### Фрагмент страницы

Я упомянул уже о том характере трагичности, которым проник­нуты все образы Микеланджело и который повторяется во всей бес­предельности в его личной жизни. Трагизм проявляется тогда, когда противоречие и разрушение, направленные против воли и жизни, в отличие от просто печального, где такое же разрушение лишь как случайный удел обрушивается на внутренний смысл жизни гибну­щего субъекта. Трагедия созревает там, где необходимость уничто­жения растет из той же почвы, из которой выросло то, что предназ­начено уничтожению, его смысл и его ценность. В этом смысле Ми­келанджело всецело трагическая личность. Трансцендентная тоска привела к разрушению его жизнь, предопределенную к художест­венно наглядному и земному прекрасному. Однако тоска эта была не меньшей необходимостью, ибо была заложена в самых глубинах его природы; он не мог избегнуть того внутреннего уничтожения, как не мог отрешиться от самого себя. Микеланджело и его образам противостоит «иной» мир, непонятно далекий, требующий невыпол­нимого. Словно с угрожающими жестами Христа на Страшном суде смотрит на них обрекающая их на уничтожение судьба их воли к жизни. Но уже с самого начала созданы они с печатью этой пробле­мы, с потребностью абсолютного, не поддающегося земным измере­ниям бытия. Как их тоска по потустороннему миру неразрывно сли­та с обременяющей, влекущей вниз материальностью, так и их зем­ное протяженное, самоудовлетворенное бытие в корне сплетено с тоской по бесконечной протяженности, по абсолютному успокоению: выполнение их бытия есть уничтожение их бытия. Сила и ритм, из­мерения, формы и законы, в которых и через посредство которых могло в плоскости земного протекать существование и творчество Микеланджело, были в то же время сами предназначены пересту­пить эту плоскость, неспособную дать им полную завершенность, и, обращаясь на самих себя, отрицать ими самими определяемую жизнь. Мы не знаем ни одного великого своими свершениями чело­века, у которого бы противящиеся, уничтожающие, обесцениваю­щие его бытие моменты вырастали бы так непосредственно, так не­отвратимо из самого этого бытия и его наиболее глубоких и жизнен­
ных определений, у которого бы они были a priori так неразрывно с ним связаны, были бы самим бытием. Наряду с задачей, всю жизнь предстоявшей ему, творчество Микеланджело как будто меркнет, и в этом вскрывается последний титанизм его натуры.

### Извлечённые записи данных

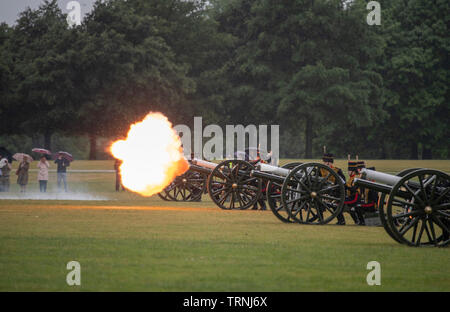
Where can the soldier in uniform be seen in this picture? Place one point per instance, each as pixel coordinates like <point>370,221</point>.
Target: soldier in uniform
<point>119,184</point>
<point>352,192</point>
<point>369,198</point>
<point>328,160</point>
<point>261,199</point>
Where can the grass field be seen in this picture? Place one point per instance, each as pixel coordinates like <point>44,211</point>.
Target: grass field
<point>125,242</point>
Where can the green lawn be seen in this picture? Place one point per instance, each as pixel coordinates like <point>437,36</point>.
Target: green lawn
<point>125,242</point>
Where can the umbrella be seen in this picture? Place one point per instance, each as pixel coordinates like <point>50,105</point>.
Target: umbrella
<point>41,151</point>
<point>5,153</point>
<point>21,156</point>
<point>64,155</point>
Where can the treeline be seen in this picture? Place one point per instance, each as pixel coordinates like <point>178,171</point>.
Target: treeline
<point>315,67</point>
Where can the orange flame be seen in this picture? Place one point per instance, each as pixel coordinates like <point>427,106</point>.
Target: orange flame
<point>152,155</point>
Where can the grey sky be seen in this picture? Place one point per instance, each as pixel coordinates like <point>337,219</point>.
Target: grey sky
<point>10,9</point>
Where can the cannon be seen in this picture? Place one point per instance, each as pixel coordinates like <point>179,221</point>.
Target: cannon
<point>228,184</point>
<point>310,193</point>
<point>414,206</point>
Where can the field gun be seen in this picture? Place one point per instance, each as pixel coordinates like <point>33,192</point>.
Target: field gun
<point>414,207</point>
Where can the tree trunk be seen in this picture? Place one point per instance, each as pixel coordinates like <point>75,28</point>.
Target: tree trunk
<point>93,147</point>
<point>308,137</point>
<point>427,153</point>
<point>48,140</point>
<point>414,151</point>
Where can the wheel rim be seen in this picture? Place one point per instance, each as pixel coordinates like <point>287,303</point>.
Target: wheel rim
<point>273,195</point>
<point>418,209</point>
<point>313,193</point>
<point>382,208</point>
<point>187,187</point>
<point>230,185</point>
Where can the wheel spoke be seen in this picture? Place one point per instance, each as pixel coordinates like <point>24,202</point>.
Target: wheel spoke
<point>414,194</point>
<point>404,229</point>
<point>326,206</point>
<point>420,233</point>
<point>440,224</point>
<point>443,213</point>
<point>328,189</point>
<point>422,188</point>
<point>402,202</point>
<point>295,200</point>
<point>319,212</point>
<point>406,214</point>
<point>441,196</point>
<point>330,197</point>
<point>433,234</point>
<point>222,199</point>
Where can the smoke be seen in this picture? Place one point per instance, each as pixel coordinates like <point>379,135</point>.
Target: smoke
<point>52,196</point>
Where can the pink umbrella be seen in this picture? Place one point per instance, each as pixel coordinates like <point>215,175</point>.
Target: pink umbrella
<point>41,151</point>
<point>64,155</point>
<point>20,156</point>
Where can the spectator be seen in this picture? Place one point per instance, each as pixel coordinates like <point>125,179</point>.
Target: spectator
<point>22,175</point>
<point>5,169</point>
<point>62,164</point>
<point>43,166</point>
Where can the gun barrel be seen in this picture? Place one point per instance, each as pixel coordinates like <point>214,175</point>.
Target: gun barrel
<point>204,163</point>
<point>378,187</point>
<point>267,176</point>
<point>274,170</point>
<point>380,177</point>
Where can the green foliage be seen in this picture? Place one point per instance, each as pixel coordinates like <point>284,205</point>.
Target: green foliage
<point>312,66</point>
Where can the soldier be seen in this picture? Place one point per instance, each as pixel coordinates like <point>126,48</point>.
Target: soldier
<point>261,199</point>
<point>352,199</point>
<point>119,184</point>
<point>369,198</point>
<point>328,160</point>
<point>5,169</point>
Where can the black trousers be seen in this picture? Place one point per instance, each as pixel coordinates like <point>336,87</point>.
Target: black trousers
<point>43,186</point>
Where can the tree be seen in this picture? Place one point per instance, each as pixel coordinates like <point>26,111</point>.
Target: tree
<point>415,69</point>
<point>302,63</point>
<point>42,84</point>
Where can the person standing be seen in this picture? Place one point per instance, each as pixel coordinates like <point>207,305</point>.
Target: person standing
<point>352,199</point>
<point>5,168</point>
<point>119,184</point>
<point>61,171</point>
<point>22,175</point>
<point>328,160</point>
<point>43,166</point>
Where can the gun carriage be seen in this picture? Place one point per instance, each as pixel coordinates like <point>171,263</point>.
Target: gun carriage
<point>415,204</point>
<point>228,183</point>
<point>310,193</point>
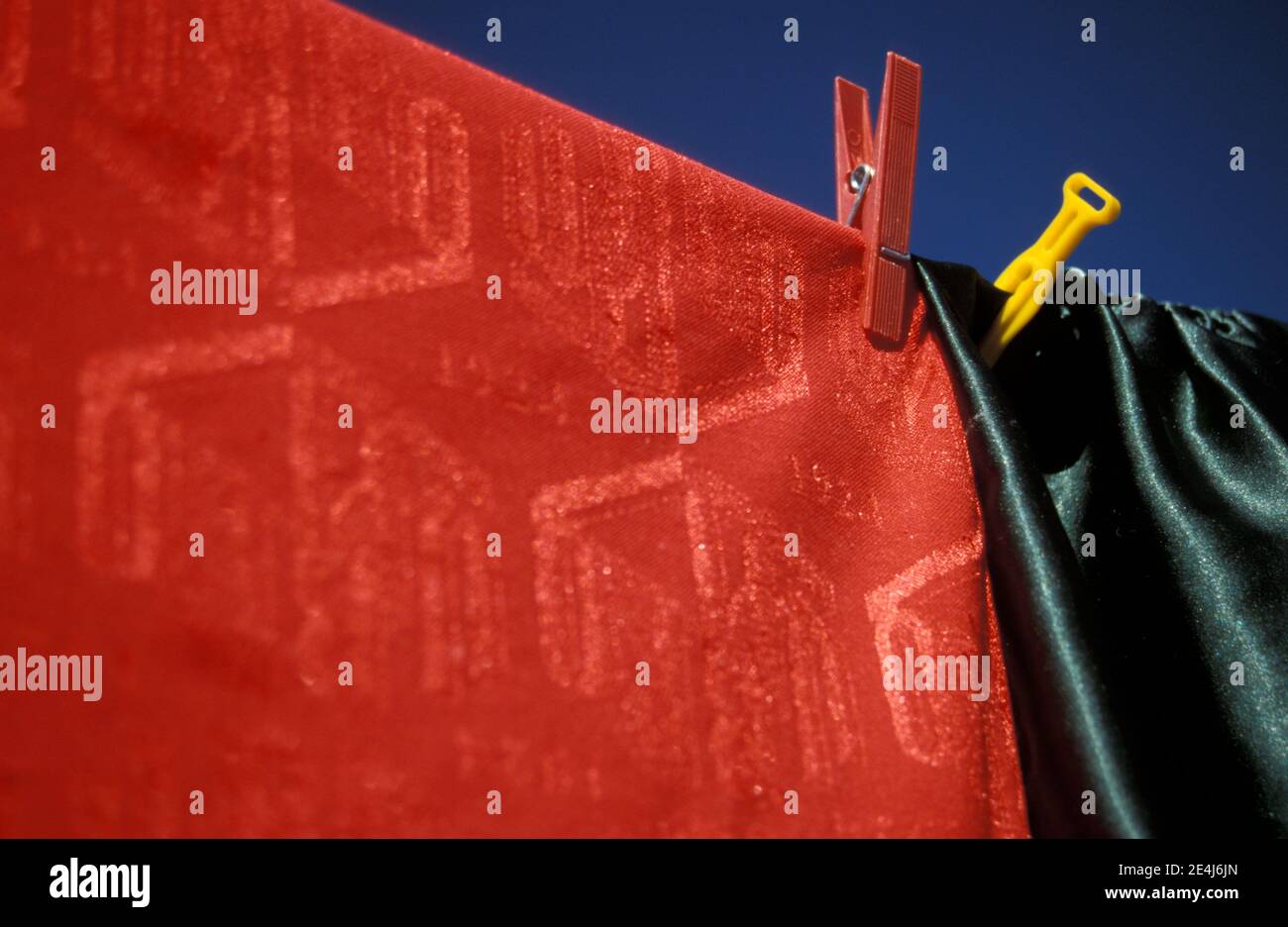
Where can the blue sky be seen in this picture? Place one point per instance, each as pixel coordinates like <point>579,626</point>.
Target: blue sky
<point>1150,110</point>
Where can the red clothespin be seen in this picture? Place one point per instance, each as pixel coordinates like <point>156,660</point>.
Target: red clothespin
<point>875,188</point>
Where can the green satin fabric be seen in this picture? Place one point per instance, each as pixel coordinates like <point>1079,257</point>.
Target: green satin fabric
<point>1120,426</point>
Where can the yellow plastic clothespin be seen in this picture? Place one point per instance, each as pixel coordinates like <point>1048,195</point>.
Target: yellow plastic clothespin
<point>1076,218</point>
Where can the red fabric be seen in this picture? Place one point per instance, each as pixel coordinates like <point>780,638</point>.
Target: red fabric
<point>472,416</point>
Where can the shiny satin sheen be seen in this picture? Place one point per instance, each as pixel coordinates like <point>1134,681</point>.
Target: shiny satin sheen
<point>1121,664</point>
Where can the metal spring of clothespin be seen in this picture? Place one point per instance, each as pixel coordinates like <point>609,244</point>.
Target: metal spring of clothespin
<point>875,189</point>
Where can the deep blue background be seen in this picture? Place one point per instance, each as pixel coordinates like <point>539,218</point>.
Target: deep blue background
<point>1150,111</point>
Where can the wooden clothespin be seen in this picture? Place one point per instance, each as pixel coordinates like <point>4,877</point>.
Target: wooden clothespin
<point>874,179</point>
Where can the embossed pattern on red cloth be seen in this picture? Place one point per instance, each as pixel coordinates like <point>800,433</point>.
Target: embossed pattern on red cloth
<point>471,416</point>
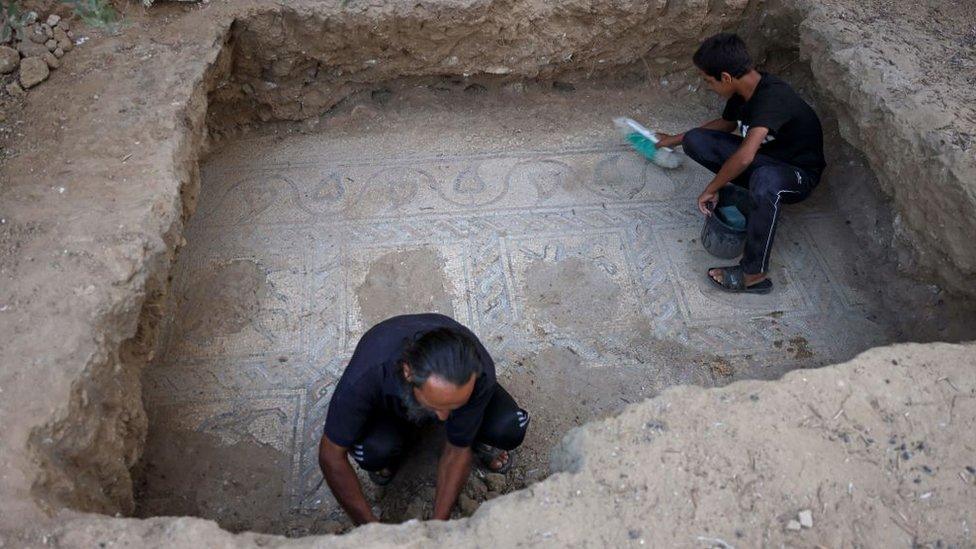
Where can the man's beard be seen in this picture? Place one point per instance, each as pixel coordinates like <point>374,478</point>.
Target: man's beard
<point>416,413</point>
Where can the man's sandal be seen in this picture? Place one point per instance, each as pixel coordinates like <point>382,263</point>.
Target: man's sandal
<point>487,454</point>
<point>734,281</point>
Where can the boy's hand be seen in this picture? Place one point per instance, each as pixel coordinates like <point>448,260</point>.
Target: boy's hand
<point>666,140</point>
<point>707,201</point>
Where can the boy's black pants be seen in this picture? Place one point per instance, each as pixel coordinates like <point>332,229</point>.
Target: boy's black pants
<point>770,183</point>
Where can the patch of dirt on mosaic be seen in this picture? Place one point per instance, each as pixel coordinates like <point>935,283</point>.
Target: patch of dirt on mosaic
<point>571,294</point>
<point>194,473</point>
<point>404,282</point>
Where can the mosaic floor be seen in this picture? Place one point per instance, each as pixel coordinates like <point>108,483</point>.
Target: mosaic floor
<point>295,251</point>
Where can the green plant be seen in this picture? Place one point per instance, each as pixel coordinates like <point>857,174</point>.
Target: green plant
<point>12,20</point>
<point>97,13</point>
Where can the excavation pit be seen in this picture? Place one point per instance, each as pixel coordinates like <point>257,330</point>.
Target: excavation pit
<point>466,152</point>
<point>515,209</point>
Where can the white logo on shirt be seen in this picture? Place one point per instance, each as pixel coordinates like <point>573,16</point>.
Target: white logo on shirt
<point>744,129</point>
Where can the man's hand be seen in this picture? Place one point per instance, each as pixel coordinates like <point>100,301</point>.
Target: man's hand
<point>343,481</point>
<point>452,472</point>
<point>669,141</point>
<point>707,201</point>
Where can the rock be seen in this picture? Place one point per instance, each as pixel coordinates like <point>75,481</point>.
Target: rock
<point>15,90</point>
<point>63,41</point>
<point>514,88</point>
<point>806,518</point>
<point>496,481</point>
<point>31,49</point>
<point>33,71</point>
<point>468,506</point>
<point>51,60</point>
<point>415,510</point>
<point>9,59</point>
<point>36,34</point>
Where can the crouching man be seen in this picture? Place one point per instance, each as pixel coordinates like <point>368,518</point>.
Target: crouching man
<point>768,140</point>
<point>407,371</point>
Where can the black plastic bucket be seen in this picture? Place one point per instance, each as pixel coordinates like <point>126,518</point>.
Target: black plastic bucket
<point>719,236</point>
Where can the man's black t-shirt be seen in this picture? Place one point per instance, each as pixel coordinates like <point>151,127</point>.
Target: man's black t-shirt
<point>795,135</point>
<point>372,383</point>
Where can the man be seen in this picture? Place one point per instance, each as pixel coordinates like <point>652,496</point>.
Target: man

### Текст задания
Что, согласно фрагменту о Микеланджело, привело его жизнь к разрушению?

### Готовый ответ
Трансцендентная тоска.